---- Source text

The University of Michigan’s campus library recently closed its doors — not because of the coronavirus pandemic, but because of the threat of venomous spiders.
University officials recently discovered Mediterranean recluse spiders in the basements and remote areas of “several” buildings on its Ann Arbor campus. Cousins to the more well-known brown recluse, they were found during routine building checks.
“Pest Management is treating the areas in the building where the spiders were found,” university spokesperson Kim Broekhuizen told CBS News on Wednesday.
The spiders were found in the basement area of Shapiro Library, not in any public spaces. The library closed for two days as a result.
“As the name implies, they are reclusive and bites are extremely rare,” associate professor Anne Danielson-Francois said in a statement. “Mediterranean recluse spiders prefer basement spaces, tunnels and other hideaways where there is a decrease in foot traffic.”
“Users browsing the library stacks would be very unlikely to encounter a stray spider or be bitten,” Danielson-Francois said.
There have been no other sightings in the library since. Now, the university is calling the library closure “a mistake.”

--------
---- Given data

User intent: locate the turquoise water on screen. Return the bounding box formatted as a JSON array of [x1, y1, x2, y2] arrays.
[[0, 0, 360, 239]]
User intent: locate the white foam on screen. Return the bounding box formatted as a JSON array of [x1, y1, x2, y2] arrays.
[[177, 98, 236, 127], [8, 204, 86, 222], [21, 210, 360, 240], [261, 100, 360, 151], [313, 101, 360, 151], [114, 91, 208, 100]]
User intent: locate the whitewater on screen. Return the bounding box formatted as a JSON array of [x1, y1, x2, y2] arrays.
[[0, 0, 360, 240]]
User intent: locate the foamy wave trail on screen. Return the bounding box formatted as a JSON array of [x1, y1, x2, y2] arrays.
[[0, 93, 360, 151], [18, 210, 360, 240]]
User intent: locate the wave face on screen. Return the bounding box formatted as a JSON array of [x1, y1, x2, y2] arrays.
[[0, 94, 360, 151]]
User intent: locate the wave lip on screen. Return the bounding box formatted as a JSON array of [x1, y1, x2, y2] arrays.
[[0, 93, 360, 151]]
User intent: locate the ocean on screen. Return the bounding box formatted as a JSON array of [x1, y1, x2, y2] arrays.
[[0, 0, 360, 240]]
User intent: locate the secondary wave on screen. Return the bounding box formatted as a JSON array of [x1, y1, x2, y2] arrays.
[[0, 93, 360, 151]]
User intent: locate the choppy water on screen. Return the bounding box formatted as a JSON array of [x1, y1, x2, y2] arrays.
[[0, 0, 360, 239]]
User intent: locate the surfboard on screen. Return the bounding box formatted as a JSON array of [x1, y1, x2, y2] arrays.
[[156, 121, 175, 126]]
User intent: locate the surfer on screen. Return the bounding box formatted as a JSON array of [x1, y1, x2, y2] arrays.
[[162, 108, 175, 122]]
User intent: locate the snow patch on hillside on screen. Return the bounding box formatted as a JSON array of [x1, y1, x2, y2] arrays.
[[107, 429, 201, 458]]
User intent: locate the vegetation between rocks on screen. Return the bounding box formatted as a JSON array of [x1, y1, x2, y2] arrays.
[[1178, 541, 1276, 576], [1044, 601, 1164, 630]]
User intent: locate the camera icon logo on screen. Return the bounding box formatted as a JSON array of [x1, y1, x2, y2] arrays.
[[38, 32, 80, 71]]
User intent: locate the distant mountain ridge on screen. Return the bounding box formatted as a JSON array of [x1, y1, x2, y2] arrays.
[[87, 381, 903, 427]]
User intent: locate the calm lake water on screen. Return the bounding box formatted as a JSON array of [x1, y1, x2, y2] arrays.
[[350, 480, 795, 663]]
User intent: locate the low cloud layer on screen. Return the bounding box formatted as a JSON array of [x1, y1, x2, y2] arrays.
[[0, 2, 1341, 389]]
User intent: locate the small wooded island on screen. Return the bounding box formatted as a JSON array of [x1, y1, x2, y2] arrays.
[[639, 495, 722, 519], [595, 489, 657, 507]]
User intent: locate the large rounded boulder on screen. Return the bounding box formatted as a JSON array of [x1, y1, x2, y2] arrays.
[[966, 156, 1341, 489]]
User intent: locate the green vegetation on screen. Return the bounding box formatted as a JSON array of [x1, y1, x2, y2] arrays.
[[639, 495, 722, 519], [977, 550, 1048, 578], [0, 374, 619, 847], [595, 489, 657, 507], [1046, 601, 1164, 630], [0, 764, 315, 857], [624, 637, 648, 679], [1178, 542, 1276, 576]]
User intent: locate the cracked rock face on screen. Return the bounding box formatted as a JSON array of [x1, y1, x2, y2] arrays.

--------

→ What you need to do:
**A.** According to the spider article, how long did Shapiro Library stay closed?
**B.** Update the spider article, copying everything from "The University of" down to "News on Wednesday." but replacing "routine building checks" with "scheduled building inspections".
**C.** In the spider article, what places does the associate professor say Mediterranean recluse spiders prefer?
None of the entries are needed for what follows.

→ Answer set:
**A.** Two days.

**B.**
The University of Michigan’s campus library recently closed its doors — not because of the coronavirus pandemic, but because of the threat of venomous spiders.
University officials recently discovered Mediterranean recluse spiders in the basements and remote areas of “several” buildings on its Ann Arbor campus. Cousins to the more well-known brown recluse, they were found during scheduled building inspections.
“Pest Management is treating the areas in the building where the spiders were found,” university spokesperson Kim Broekhuizen told CBS News on Wednesday.

**C.** Basement spaces, tunnels, and other hideaways where there is a decrease in foot traffic.